● Request: Update the data from its start through the line that contains "(1056, 264)", changing every "benchmark" to "evaluation". Rewrite those lines with everything else unchanged.

Dataset records on object locations
* Start *

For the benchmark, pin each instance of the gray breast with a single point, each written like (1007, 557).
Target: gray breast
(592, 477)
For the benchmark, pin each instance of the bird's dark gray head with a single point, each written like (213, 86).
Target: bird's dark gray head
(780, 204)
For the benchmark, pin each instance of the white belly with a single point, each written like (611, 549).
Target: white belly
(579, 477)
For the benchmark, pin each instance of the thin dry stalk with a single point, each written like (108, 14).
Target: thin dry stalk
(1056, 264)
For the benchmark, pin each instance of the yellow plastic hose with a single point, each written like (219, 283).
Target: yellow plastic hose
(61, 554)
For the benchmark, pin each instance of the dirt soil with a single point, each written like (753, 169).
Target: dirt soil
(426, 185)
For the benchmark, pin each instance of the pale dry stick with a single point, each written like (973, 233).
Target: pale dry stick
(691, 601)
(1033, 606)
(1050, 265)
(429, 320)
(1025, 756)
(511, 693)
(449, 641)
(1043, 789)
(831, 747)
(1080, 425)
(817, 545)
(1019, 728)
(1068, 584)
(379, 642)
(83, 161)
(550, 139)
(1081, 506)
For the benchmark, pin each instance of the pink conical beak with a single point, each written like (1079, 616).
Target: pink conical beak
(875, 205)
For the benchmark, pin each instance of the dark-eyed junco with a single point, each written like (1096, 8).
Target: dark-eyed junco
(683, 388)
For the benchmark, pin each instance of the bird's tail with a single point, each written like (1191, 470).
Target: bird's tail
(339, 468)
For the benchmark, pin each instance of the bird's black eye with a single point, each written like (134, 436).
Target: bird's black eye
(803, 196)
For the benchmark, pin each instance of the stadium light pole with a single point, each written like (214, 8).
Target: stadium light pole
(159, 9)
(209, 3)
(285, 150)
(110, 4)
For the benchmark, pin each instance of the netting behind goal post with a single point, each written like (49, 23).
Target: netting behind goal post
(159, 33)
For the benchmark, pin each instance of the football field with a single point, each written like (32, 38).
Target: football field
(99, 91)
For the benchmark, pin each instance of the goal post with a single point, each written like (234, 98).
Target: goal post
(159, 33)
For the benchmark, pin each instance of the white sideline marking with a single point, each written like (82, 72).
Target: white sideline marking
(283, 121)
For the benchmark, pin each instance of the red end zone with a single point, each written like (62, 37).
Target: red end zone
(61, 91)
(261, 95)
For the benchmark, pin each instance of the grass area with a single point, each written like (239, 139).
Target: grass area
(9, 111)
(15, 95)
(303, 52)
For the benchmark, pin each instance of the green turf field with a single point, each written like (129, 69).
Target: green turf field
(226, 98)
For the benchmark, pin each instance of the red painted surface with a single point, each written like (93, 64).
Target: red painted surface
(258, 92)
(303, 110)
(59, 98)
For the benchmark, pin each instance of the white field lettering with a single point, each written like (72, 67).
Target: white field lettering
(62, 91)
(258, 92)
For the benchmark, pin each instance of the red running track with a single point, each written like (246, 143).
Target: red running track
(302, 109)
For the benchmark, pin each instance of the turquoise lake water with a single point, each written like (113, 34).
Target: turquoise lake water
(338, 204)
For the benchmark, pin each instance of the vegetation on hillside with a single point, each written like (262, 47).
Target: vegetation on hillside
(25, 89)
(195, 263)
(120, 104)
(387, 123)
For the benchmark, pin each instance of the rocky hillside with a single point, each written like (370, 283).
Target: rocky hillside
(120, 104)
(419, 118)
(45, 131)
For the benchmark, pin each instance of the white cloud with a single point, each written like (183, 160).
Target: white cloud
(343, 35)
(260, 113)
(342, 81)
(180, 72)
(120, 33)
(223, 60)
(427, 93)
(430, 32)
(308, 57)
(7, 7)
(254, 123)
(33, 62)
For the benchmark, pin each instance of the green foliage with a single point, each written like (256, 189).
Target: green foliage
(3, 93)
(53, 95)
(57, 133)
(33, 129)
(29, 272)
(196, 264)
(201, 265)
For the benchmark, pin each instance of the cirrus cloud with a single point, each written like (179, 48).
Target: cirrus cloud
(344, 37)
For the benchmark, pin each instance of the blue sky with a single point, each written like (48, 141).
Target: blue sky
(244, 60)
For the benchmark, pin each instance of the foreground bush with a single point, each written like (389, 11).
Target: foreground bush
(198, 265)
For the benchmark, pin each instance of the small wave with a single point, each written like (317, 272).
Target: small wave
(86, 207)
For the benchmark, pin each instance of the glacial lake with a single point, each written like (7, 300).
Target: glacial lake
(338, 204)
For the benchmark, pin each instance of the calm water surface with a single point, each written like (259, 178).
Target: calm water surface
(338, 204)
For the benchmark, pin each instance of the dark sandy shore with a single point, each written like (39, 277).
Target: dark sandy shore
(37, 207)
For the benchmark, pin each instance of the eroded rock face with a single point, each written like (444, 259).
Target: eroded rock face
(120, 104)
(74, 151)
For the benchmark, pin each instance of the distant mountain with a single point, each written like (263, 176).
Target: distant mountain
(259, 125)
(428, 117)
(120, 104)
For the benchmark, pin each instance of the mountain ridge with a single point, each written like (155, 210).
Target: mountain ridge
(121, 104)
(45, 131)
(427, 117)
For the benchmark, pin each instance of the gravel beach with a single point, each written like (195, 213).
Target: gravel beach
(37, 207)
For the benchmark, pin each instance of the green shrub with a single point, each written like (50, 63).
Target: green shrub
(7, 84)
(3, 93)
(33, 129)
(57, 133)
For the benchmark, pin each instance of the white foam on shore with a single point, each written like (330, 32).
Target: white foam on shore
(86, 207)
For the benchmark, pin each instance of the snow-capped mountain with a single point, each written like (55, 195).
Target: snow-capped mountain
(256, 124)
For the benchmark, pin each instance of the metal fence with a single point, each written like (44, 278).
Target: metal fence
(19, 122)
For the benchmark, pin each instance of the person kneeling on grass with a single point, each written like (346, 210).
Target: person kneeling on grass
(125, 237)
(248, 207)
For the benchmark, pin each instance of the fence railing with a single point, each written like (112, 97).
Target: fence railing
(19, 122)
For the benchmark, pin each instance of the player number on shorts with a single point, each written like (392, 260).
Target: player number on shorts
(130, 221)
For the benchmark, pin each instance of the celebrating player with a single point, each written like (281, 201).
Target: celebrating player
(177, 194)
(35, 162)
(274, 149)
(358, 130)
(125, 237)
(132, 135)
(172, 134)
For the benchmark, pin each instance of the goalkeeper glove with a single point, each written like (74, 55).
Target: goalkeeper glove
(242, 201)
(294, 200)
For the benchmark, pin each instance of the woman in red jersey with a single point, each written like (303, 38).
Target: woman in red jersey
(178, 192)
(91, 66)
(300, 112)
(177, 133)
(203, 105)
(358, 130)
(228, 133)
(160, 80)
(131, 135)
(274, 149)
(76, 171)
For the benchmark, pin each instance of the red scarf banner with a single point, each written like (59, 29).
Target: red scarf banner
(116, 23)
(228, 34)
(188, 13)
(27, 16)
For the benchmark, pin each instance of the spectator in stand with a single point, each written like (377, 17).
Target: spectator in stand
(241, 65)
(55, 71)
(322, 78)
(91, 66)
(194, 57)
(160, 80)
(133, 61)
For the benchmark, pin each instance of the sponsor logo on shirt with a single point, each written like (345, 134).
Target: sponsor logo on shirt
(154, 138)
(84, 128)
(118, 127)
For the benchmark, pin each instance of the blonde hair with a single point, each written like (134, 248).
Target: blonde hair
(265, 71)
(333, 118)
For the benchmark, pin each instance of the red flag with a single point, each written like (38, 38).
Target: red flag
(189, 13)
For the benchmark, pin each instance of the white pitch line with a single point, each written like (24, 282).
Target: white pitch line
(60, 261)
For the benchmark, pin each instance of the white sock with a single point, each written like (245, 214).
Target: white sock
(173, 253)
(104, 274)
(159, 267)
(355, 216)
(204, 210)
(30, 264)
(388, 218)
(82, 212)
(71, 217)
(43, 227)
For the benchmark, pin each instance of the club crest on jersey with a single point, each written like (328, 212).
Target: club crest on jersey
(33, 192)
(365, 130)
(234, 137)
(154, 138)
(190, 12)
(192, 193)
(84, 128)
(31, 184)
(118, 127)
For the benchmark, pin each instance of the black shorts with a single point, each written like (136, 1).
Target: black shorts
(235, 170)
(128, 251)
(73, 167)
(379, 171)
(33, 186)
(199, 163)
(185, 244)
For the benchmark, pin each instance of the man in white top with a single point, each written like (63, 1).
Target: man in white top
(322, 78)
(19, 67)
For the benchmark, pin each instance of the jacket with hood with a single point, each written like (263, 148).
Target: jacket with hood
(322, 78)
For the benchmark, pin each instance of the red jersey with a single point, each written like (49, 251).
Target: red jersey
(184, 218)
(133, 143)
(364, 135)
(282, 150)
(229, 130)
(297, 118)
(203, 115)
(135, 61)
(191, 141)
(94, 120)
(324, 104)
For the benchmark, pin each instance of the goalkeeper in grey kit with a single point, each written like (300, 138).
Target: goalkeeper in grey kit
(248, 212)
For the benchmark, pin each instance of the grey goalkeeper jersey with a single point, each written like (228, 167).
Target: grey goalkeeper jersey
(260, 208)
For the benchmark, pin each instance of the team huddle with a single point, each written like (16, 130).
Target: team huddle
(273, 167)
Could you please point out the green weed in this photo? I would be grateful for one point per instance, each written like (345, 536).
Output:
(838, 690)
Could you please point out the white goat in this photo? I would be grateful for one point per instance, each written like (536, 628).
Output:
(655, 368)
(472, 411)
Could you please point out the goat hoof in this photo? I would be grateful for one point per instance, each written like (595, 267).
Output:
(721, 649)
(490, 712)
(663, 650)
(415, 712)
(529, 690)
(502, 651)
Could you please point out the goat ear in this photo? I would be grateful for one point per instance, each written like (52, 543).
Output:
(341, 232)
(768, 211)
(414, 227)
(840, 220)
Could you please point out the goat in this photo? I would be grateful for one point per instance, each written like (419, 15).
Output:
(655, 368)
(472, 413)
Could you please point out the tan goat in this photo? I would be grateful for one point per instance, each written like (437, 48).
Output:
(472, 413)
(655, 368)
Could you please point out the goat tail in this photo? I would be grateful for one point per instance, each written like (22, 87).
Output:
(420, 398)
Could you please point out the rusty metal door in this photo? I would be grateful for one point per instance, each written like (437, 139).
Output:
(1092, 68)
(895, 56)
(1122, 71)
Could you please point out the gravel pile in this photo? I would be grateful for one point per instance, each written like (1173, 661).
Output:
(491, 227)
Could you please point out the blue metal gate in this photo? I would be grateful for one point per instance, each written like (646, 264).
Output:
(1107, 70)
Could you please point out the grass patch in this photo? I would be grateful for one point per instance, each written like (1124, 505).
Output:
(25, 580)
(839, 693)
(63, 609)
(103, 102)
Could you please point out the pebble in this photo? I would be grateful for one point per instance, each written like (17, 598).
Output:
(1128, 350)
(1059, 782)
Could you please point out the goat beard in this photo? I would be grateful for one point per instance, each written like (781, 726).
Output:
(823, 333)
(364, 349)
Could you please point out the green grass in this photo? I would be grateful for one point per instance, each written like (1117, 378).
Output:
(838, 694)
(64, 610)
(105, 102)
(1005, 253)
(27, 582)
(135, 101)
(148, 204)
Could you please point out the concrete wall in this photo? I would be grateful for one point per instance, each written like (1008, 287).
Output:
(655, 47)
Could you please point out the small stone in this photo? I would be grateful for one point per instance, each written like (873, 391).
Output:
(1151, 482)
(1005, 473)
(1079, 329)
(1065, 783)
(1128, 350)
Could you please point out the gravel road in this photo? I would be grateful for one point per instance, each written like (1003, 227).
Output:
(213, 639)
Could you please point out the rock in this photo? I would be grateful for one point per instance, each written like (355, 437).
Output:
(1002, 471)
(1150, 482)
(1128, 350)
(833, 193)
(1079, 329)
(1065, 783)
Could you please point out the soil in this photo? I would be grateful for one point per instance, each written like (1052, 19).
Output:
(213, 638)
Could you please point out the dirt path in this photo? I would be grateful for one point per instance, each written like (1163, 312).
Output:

* End *

● Worked answer:
For the evaluation, pin each instance of the gray breast with a single point, each written like (1007, 557).
Target: gray breast
(592, 477)
For the evaluation, pin each instance of the bird's dark gray head with a single point, each written like (213, 86).
Target: bird's dark gray head
(780, 204)
For the evaluation, pin each instance of the white belly with a single point, each written like (611, 549).
Target: white belly
(579, 477)
For the evaluation, pin each instance of the thin dry stalk with a single point, each written like (108, 14).
Target: thin dry stalk
(1056, 264)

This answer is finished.